**REQUIRED TASK**
Without the pictures, reproduce the records that follow exactly.
:: MATERIAL FOR THE TASK ::
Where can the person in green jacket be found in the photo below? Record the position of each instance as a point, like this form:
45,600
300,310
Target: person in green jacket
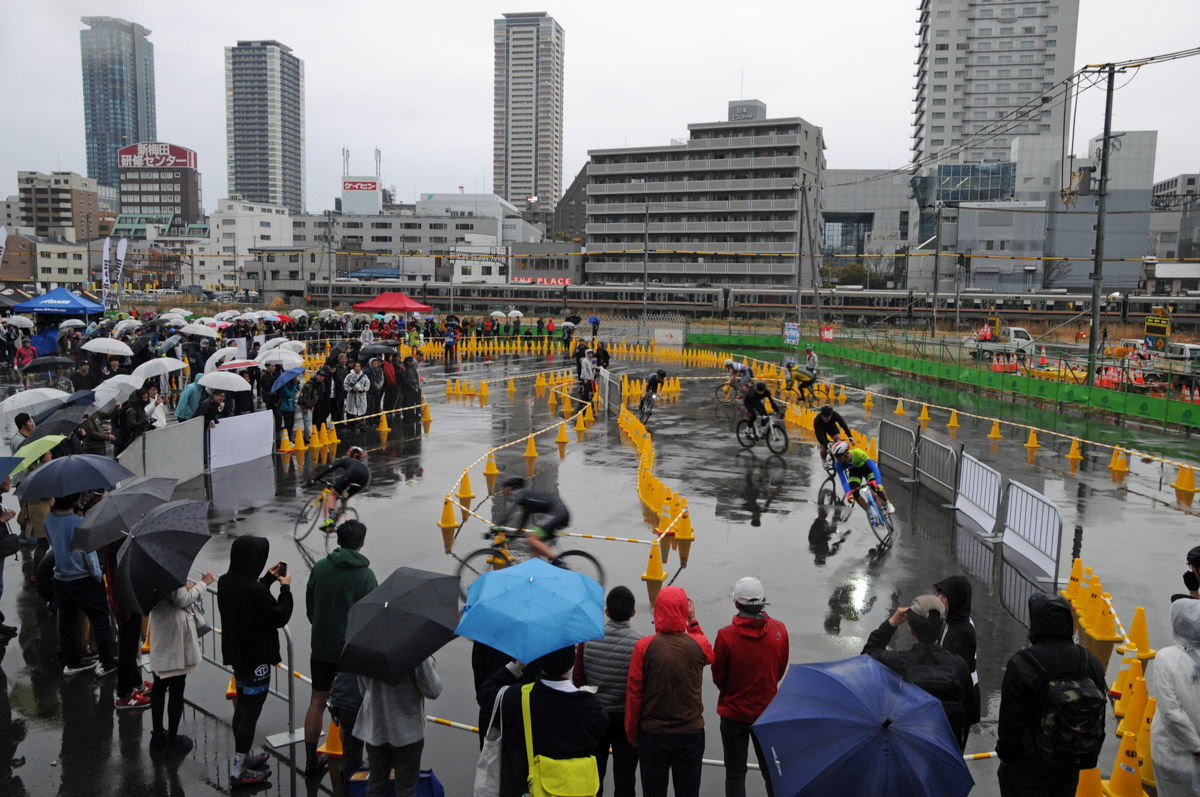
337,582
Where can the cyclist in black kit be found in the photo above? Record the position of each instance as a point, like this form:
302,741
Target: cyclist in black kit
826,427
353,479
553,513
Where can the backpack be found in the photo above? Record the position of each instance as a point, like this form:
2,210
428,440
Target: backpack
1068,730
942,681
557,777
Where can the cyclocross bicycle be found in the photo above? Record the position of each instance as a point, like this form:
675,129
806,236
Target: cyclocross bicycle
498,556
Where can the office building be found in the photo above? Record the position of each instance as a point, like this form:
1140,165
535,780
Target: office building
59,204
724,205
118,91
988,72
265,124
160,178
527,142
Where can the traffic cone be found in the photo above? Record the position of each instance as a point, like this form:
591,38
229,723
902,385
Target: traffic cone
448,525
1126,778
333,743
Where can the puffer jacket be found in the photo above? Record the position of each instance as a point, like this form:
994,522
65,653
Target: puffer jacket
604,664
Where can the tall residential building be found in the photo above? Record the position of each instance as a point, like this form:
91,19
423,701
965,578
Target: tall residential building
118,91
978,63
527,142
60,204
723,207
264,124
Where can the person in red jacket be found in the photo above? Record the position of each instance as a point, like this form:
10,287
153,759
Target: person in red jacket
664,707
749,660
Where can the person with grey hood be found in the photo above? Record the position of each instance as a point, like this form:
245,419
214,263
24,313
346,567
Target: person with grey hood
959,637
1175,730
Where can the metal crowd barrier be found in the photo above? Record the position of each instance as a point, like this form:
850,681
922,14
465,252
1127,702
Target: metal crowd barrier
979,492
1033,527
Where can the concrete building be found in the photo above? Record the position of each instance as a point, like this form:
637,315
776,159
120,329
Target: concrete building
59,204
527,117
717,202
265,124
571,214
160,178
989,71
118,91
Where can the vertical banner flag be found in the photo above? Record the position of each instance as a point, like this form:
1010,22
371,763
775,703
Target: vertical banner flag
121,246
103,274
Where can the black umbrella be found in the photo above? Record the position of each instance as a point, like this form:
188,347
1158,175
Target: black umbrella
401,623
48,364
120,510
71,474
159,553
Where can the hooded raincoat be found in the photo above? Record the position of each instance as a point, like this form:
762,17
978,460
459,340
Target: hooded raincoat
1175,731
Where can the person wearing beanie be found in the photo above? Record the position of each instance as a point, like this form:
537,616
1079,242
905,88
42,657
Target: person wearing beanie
:::
**SOLUTION**
Where can the person in green jacket be found in the photo below? Record the position of each instance as a point, like this form:
45,600
300,310
Target: person in green jacket
337,582
Where can the cyclist in black kit be found in the photo above? Record the position of each instance as a point, like this form:
302,741
Target: cyclist in black kit
826,427
353,479
553,513
Where can the backpack be found in the photo above? Record the position of each instance as a point, like this form:
2,210
428,440
Target: backpack
1068,730
942,681
557,777
Where can the cyclocross bicycle be found in the photo above? Record the position of each instance as a point, like this form:
675,129
806,236
Target: cyclocross bicycle
498,556
Where can the office building be found in the photo above? Record the position of each instance as a point, like this form:
1140,165
535,780
Target: office building
59,204
724,205
118,91
988,72
265,124
160,178
527,142
Where can the traffic cone be found in the photo above? Record the position of each instance as a point, like this form:
591,38
229,723
902,385
Target: traffic cone
448,525
1126,778
333,743
Where can the puffer jacket be found in the photo above? Record the position of each instance as a point, like this form:
994,522
65,653
Target: puffer jacket
604,664
Where can the tall residential building be found in the photo above? Record the position of each instance as a point, like this form:
91,19
423,701
965,578
Target: tall residential building
118,91
978,63
527,142
60,204
723,207
264,124
Where can the person in red jacket be found in the photo above? Record the position of each instance as a point, like this form:
10,287
153,759
Target: person in red jacket
664,707
749,660
Where can the person with grey hood be found in the photo above? Record the position of each instance as a point, like this form:
245,419
214,263
24,313
346,567
Target: person with grey hood
959,637
1175,730
Where can the metal crowd barrier be found in the photo above? Record the position of each instance as a point, like this form:
850,681
922,14
465,252
1127,702
Target: metal crowd barrier
979,492
1033,527
Where can the concrete building be found in the photo above? Record the position of each instance as a point, like this form:
637,315
776,159
120,329
Target: concrete building
59,204
527,117
717,202
265,124
571,214
160,178
989,71
118,91
Where can the vertical banner flag be found in the photo above? Record the position of each instance as a point, like this form:
1010,22
371,763
775,703
Target: vertical banner flag
121,246
103,274
Where can the black umbrella be found in the photo above? Record the position of each instance as a point, like this form:
188,347
1158,175
Target: black umbrella
401,623
48,364
120,510
71,474
159,553
Where can the hooded raincoat be found in the photo above? Record the position of each instance as a point, like this form:
762,17
978,460
459,340
Target: hooded raincoat
1175,731
Where can the person wearing beanie be found in the photo above? Record the position of each instance as a point, like this form:
537,616
1079,242
905,88
42,657
Target: person wearing beanie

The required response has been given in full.